Document text:
╭──
Le 26/06/2014 10:54, Artur de Sousa Rocha a écrit :
it
would be an interesting project to have some software that would take
corresponding raw file and JPEG from camera and figure out a
color/curves/etc. profile and lens correction.
There is a tool that figures out a basecurve *and* a tone curve from a
bunch of JPEG+RAW (or from RAW only when it embeds a JPEG).
See about basecurves | darktable
<http://www.darktable.org/2013/10/about-basecurves/>
http://www.darktable.org/2013/10/about-basecurves/
Regarding what is written there, I don't understand well why the
basecurve is applied so early in darktable pipeline. (And since it is
mentioned in places, yes, I read 3.4. Modules | user manual | darktable
<http://www.darktable.org/usermanual/ch03s04.html.php> 3.4.2. Tone group
| user manual | darktable
<http://www.darktable.org/usermanual/ch03s04s02.html.php> Mastering
color with Lab tone curves | darktable
<http://www.darktable.org/2012/02/mastering-color-with-lab-tone-curves/>
and did run ./tools/iop_dependencies.py in a source tree, see the
generated PDF and, oh, something is complicated in there.)
╰──
Exercises:
a – Reproduce the darktable message word for word, from "See about basecurves" up to and including "complicated in there.)".
b – Write the next portion of the darktable message, starting right after its final sentence.
The rows that come next have no connection to the darktable message.

Information supplied:
╭──
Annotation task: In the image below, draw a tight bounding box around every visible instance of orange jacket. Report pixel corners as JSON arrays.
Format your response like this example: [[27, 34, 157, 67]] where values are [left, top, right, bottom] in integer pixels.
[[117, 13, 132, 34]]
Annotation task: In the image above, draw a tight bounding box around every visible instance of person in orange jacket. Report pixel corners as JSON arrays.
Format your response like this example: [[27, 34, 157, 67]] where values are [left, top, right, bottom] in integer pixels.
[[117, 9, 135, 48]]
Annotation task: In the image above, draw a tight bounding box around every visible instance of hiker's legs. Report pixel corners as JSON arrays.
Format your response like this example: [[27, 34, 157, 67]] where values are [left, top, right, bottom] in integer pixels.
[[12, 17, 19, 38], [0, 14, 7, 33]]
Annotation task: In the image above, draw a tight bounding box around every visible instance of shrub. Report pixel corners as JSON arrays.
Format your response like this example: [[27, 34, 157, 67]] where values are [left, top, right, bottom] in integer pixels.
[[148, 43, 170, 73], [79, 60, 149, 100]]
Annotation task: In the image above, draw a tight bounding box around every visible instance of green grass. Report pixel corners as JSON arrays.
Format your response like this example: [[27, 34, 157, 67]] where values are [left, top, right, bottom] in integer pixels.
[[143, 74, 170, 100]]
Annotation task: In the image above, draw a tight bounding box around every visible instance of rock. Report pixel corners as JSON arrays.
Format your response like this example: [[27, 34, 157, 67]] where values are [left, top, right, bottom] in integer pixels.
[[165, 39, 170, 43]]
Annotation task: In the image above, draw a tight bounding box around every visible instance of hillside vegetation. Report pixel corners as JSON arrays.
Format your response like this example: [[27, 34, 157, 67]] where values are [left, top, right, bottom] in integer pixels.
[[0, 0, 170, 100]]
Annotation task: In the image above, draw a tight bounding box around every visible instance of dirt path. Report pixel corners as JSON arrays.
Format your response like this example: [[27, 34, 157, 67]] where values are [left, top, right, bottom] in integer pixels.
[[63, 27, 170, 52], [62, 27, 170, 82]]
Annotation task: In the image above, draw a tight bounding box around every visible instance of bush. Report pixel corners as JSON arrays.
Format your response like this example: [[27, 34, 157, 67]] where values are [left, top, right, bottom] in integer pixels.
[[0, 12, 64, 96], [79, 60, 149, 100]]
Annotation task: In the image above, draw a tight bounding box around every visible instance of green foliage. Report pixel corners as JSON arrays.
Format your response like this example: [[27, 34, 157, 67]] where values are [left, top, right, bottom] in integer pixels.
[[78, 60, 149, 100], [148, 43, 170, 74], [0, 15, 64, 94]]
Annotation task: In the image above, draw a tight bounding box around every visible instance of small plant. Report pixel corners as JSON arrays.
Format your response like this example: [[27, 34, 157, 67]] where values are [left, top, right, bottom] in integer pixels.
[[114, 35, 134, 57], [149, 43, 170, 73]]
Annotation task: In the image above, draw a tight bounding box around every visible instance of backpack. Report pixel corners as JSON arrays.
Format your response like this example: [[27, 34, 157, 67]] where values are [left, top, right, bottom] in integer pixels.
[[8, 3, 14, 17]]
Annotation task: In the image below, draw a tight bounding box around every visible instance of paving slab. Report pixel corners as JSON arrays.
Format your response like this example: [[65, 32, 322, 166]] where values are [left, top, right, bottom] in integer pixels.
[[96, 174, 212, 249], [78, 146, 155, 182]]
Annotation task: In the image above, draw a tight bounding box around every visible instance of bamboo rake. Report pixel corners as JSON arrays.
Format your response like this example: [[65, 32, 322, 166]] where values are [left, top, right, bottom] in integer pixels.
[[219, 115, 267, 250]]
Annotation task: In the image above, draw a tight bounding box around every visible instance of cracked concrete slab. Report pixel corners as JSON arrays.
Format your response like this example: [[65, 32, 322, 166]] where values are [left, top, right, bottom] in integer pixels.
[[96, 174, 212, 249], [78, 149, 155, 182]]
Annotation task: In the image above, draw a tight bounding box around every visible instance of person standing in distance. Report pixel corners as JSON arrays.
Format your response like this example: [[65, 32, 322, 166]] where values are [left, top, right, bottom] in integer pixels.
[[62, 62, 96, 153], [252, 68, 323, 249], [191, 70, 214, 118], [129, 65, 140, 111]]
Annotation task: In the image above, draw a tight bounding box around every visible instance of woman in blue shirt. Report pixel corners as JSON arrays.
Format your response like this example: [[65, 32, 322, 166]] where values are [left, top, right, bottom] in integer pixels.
╰──
Answers:
a –
See about basecurves | darktable
<http://www.darktable.org/2013/10/about-basecurves/>
http://www.darktable.org/2013/10/about-basecurves/
Regarding what is written there, I don't understand well why the
basecurve is applied so early in darktable pipeline. (And since it is
mentioned in places, yes, I read 3.4. Modules | user manual | darktable
<http://www.darktable.org/usermanual/ch03s04.html.php> 3.4.2. Tone group
| user manual | darktable
<http://www.darktable.org/usermanual/ch03s04s02.html.php> Mastering
color with Lab tone curves | darktable
<http://www.darktable.org/2012/02/mastering-color-with-lab-tone-curves/>
and did run ./tools/iop_dependencies.py in a source tree, see the
generated PDF and, oh, something is complicated in there.)

b –
3.4. Modules | user manual | darktable
<http://www.darktable.org/usermanual/ch03s04.html.php> says:
Camera sensors provide data in linear RGB format, the original image
appears flat and dull.
To me, the first reason why it appears flat and dull is that paper (and
computer monitor with usual luminosity set so that full white is not
aggressive to the eye) actually have low dynamic range, lower than most
photographed scenes (and virtually any scene under a visible sun).
So, the ""S-shaped" view transform." mentioned in about basecurves |
darktable <http://www.darktable.org/2013/10/about-basecurves/> is a way
to /compensate/ for the poor dynamic range of the final medium/display
device (computer screen, projector, or even photographic paper).
To put it short and incomplete : the S shape curve enhances contrast on
the "medium luminance" areas for a pleasing apparent contrast, which
mathematically "eats" most the the available dynamic range. This forces
to compress further the shadows and highlights, and it looks better to
have compressed highlights than clipping anyway.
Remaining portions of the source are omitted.